Per l’omicidio della tredicenne Yara Gambirasio, trovata nel campo di Chignolo d’Isola a tre mesi dalla scomparsa, il 26 febbraio 2011, il Dna è la prova regina in mano all’accusa. Durante i due gradi di giudizio si dimostrò che le celle telefoniche non dimostravano che Bossetti era davanti alla palestra di via Locatelli quella sera, che il furgone inquadrato dalle telecamere non era il suo, che le particelle di calce, le fibre tessili, le ricerche porno sul web non portavano a Bossetti, che si è sempre detto innocente. Restava il Dna, isolato sui leggins e sugli slip di Yara: la prova che inchiodò il muratore e che per i legali della difesa può dimostrare la sua innocenza. Perché, sostengono da sempre, “Ignoto 1” può non essere Bossetti. Basta un allele e si cambia persona.

(Materiale di partenza)
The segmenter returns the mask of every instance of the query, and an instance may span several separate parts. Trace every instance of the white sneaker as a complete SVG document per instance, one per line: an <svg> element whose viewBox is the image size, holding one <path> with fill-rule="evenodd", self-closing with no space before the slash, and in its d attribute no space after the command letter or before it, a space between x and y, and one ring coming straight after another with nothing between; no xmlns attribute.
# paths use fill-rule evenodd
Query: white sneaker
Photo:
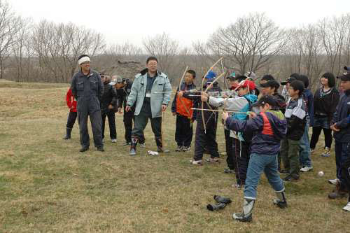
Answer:
<svg viewBox="0 0 350 233"><path fill-rule="evenodd" d="M193 165L203 165L202 160L190 160L190 162Z"/></svg>
<svg viewBox="0 0 350 233"><path fill-rule="evenodd" d="M350 212L350 202L347 205L343 207L343 211Z"/></svg>
<svg viewBox="0 0 350 233"><path fill-rule="evenodd" d="M340 181L337 178L334 180L328 180L328 183L331 185L337 185L337 184L340 182Z"/></svg>
<svg viewBox="0 0 350 233"><path fill-rule="evenodd" d="M302 166L302 167L300 169L300 171L307 172L312 170L312 167Z"/></svg>

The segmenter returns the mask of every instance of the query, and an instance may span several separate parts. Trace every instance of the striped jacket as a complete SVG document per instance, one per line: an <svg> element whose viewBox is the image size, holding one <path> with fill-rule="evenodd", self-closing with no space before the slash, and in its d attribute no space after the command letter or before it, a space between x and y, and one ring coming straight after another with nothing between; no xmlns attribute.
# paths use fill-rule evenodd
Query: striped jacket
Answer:
<svg viewBox="0 0 350 233"><path fill-rule="evenodd" d="M307 123L307 106L302 97L289 98L284 116L287 120L287 139L298 141L304 134Z"/></svg>

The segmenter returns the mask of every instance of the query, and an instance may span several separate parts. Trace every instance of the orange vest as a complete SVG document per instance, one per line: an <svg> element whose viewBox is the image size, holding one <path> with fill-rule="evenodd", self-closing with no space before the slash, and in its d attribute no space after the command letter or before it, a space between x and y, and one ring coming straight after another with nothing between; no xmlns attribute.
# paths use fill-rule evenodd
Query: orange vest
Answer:
<svg viewBox="0 0 350 233"><path fill-rule="evenodd" d="M181 99L180 99L180 98ZM192 100L176 95L176 113L192 119L193 109L191 109L191 108L193 108L193 101Z"/></svg>

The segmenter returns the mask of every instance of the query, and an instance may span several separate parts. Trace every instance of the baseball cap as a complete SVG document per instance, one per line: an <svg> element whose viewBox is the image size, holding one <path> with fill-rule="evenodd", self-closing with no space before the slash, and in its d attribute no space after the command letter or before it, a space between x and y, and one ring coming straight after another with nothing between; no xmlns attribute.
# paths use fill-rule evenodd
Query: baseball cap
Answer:
<svg viewBox="0 0 350 233"><path fill-rule="evenodd" d="M288 83L292 83L293 81L295 81L297 79L294 77L289 77L286 80L286 81L281 82L280 83L282 86L285 86Z"/></svg>
<svg viewBox="0 0 350 233"><path fill-rule="evenodd" d="M350 73L350 66L344 66L344 69L345 71L346 71L346 73Z"/></svg>
<svg viewBox="0 0 350 233"><path fill-rule="evenodd" d="M343 82L350 81L350 73L344 73L337 78L340 78L340 80Z"/></svg>
<svg viewBox="0 0 350 233"><path fill-rule="evenodd" d="M249 90L255 89L255 83L253 81L245 80L242 83L240 83L237 85L237 89L241 87L248 87Z"/></svg>
<svg viewBox="0 0 350 233"><path fill-rule="evenodd" d="M261 97L260 99L252 105L253 107L258 107L264 106L265 104L269 104L272 107L278 106L276 99L272 95L264 95Z"/></svg>
<svg viewBox="0 0 350 233"><path fill-rule="evenodd" d="M274 87L275 90L279 89L279 83L274 80L270 80L265 83L260 84L261 87Z"/></svg>
<svg viewBox="0 0 350 233"><path fill-rule="evenodd" d="M124 78L122 77L117 77L116 78L113 78L111 83L109 83L110 85L115 85L117 83L124 82Z"/></svg>

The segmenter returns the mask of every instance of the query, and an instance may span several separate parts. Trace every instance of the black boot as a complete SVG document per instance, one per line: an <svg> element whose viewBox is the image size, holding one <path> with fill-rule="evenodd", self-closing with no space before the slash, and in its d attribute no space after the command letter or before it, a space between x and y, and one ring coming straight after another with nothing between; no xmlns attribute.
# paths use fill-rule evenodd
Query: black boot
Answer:
<svg viewBox="0 0 350 233"><path fill-rule="evenodd" d="M155 138L155 143L157 144L157 152L160 153L168 153L170 152L169 150L164 150L163 148L163 143L162 141L162 137L161 136L156 136Z"/></svg>
<svg viewBox="0 0 350 233"><path fill-rule="evenodd" d="M276 192L276 197L277 198L274 200L274 204L281 209L287 207L287 200L286 199L284 190L282 192Z"/></svg>
<svg viewBox="0 0 350 233"><path fill-rule="evenodd" d="M136 137L132 137L132 142L130 144L130 156L136 155L136 146L137 146L137 142L139 139Z"/></svg>
<svg viewBox="0 0 350 233"><path fill-rule="evenodd" d="M233 219L241 222L251 222L253 216L251 211L253 211L253 208L254 208L255 202L255 199L244 199L243 202L243 212L234 213L232 215Z"/></svg>
<svg viewBox="0 0 350 233"><path fill-rule="evenodd" d="M64 137L63 138L63 139L68 140L68 139L71 139L71 129L72 129L72 128L68 128L68 127L66 128L66 136L64 136Z"/></svg>

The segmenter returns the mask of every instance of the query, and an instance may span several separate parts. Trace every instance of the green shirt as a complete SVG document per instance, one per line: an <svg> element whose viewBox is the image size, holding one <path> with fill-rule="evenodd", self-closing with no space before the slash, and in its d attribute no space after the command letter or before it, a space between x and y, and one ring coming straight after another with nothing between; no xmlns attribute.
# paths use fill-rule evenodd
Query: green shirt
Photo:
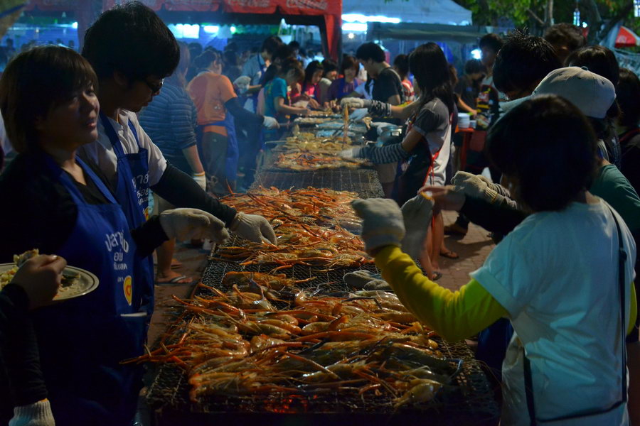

(Consegna) Prosegui il testo sull'omicidio di Yara Gambirasio subito dopo l'ultima frase riportata. Il materiale è separato dal testo e va considerato a parte.

(Risposta)
E poi, che cos’è quel DNA? Sangue? Sperma? Saliva? Non si sa, nessuna risposta da parte dei genetisti che lo hanno analizzato. E come mai una parte di quella traccia è degradata e l’altra parte è purissima, tanto da sembrare provenire da un tampone fatto il giorno prima? La parte mitocondriale del Dna di Bossetti, ovvero quella che riconduce alla linea materna e che si ritrova anche a distanza di secoli, non c’è. Perché? Nessuna risposta. La parte nucleare del Dna, quella definita “purissima” che invece è idrosolubile e non potrebbe resistere tre mesi agli agenti esterni c’è, ed è ricondotta a Bossetti. Di certo la famosa traccia “31g20” con DNA misto di Yara e Ignoto 1 (poi diventato Bossetti) non si vedeva, neanche col Crimescop e con il Luminol: fu estratta da un pezzetto di tessuto; dunque non si sa nemmeno se sia la stessa traccia.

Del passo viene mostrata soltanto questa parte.